[Task instructions]:
- A) In the news article about a man who contracted rabies from a kidney transplant, what condition were doctors aware the donor had before the transplant?
- B) Extend the news article about the kidney transplant rabies case with a further paragraph that picks up after its last sentence.

Man Contracts Rabies From A Kidney Transplant
SurgeryOrgan transplants are be vital to the health of patients who need them. However, compatibility issues, the wait for organs, and the need to transplant the organs under time pressure can lead to mistakes. The types of mistakes that can occur can include errors during surgery such as leaving objects in the body, or failing to diagnose an infection in the donated organ. Such a mistake could seriously harm a patient or even cause death.
One man in Maryland died due to a kidney he received in a transplant operation being infected with rabies. The operation was a year and a half ago. The recipient of the kidney died on February 27th and the Centers for Disease Control and Prevention (CDC) determined, after examining the donor’s autopsy tissue, that both the patient and the donor died of the same type of rabies.
Three other patients received organs from the same donor and are now being giving anti-rabies shots. The doctors caring for these three other patients were notified immediately by health officials. Though they do not show any signs of rabies, the three patients are being treated with the rabies vaccine and rabies immune globulin. Additionally, the three other recipients, their family, and health care workers who may have had close contact with the donor and the recipient who died are being tested for the disease.
Prior to the transplant, it was known to doctors that the donor suffered from encephalitis which is an inflammation of the brain. Despite this knowledge there was no rabies test performed prior to the donor’s kidneys, heart, and liver being delivered for transplantation. When it was found out that the organs were tainted with rabies, the recipients’’ doctors were shocked. Such an outbreak is extremely rare, with the only other occurrence of rabies among organ recipients occurring in 2004.

Dataset entries:
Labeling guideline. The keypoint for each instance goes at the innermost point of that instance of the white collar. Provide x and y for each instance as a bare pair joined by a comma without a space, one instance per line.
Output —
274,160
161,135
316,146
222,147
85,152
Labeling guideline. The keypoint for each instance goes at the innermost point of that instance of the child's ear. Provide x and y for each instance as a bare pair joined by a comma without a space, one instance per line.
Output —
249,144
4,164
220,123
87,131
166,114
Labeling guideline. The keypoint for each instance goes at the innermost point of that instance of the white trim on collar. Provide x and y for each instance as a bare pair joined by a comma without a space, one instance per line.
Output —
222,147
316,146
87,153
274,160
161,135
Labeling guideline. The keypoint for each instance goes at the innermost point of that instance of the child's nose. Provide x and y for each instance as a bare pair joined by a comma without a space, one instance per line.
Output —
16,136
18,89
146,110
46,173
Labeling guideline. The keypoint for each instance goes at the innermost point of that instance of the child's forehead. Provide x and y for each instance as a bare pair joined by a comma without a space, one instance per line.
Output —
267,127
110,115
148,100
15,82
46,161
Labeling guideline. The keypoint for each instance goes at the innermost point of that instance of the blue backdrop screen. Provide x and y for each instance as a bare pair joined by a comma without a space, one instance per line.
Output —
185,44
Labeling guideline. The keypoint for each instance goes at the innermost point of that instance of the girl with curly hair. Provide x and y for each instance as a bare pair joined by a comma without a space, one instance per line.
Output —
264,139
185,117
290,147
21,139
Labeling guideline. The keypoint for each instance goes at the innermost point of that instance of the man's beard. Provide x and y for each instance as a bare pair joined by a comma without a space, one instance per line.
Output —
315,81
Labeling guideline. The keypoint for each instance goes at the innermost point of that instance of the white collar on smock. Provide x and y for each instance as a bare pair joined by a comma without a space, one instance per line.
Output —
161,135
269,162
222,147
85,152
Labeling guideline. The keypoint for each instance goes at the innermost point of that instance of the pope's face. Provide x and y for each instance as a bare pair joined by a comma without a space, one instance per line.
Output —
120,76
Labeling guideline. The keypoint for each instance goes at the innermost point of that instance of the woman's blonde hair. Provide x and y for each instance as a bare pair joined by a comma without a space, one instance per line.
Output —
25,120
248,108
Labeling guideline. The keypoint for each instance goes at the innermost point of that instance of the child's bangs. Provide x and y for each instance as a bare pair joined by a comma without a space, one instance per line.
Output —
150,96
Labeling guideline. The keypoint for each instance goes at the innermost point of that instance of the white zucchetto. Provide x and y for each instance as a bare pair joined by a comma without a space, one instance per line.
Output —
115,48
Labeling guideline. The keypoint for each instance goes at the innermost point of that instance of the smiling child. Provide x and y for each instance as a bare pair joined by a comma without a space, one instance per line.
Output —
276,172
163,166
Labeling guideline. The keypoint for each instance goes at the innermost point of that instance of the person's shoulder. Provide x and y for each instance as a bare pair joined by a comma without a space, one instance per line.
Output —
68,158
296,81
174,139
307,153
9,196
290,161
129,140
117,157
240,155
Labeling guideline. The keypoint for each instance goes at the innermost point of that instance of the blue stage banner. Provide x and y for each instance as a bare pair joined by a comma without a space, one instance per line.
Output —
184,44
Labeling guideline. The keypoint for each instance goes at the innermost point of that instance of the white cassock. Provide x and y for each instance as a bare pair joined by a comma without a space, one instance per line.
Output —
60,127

[Answers to the tasks]:
- A) The donor had encephalitis, an inflammation of the brain.

- B)
One of the reasons organ donors are not tested for rabies is because the disease in humans is very rare. Donors are not even tested if they show signs of rabies. Additionally, if donors were tested for rabies many of the organs to be donated would be lost. There are so few facilities that are able to test humans for rabies that by the time the results came back the organs would no longer be usable for transplant.
One doctor will not take organs from a donor who has died of encephalitis for an unknown reason, except in limited circumstances. Those circumstances are where the recipient’s situation is dire and the patients are fully informed of the risk. Another doctor says that there needs to be standardized rules put in place to aid doctors in determining what needs to be done with organs from a donor who has died of encephalitis and no one knows the reason.